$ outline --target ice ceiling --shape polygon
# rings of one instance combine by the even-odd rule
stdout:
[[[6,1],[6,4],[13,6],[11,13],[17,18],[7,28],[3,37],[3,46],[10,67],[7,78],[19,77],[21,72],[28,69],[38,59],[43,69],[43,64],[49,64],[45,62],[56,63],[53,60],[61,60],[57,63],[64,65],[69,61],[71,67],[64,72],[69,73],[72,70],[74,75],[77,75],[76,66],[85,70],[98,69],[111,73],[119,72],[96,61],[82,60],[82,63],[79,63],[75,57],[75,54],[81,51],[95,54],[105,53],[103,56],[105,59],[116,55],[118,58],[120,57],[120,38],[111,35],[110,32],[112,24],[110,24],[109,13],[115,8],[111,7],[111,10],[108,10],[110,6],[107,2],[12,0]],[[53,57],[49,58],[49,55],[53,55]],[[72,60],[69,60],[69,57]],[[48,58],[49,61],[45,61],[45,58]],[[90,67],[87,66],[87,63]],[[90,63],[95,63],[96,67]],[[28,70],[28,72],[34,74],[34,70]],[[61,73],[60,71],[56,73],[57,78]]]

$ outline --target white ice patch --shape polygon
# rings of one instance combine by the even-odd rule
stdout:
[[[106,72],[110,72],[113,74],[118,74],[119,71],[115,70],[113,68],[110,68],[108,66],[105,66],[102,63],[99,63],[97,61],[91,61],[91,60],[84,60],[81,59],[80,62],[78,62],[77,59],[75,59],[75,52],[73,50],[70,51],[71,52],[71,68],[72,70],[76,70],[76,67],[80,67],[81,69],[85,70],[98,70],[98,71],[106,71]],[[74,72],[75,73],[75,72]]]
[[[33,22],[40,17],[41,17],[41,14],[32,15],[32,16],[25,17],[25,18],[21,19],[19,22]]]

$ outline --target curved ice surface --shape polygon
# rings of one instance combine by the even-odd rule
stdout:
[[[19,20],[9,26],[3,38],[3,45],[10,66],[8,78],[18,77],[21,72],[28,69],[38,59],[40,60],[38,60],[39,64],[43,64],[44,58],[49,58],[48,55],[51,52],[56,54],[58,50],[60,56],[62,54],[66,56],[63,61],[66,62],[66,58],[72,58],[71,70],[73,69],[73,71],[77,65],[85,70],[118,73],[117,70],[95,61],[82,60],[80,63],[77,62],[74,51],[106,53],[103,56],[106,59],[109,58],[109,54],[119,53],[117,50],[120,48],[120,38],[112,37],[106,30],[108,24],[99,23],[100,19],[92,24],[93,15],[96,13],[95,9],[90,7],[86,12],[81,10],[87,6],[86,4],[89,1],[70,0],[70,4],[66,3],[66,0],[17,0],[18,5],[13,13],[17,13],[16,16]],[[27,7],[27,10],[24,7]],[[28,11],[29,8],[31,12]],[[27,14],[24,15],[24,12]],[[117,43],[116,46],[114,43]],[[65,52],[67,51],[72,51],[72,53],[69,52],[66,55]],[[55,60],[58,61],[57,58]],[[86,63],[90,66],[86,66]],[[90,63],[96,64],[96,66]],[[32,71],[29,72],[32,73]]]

####

Directive ->
Return every line in the entries above that contains the string "shape". Case counts.

Exercise response ->
$ outline --target ice ceiling --shape polygon
$ outline --target white ice patch --shape polygon
$ outline --target curved ice surface --shape polygon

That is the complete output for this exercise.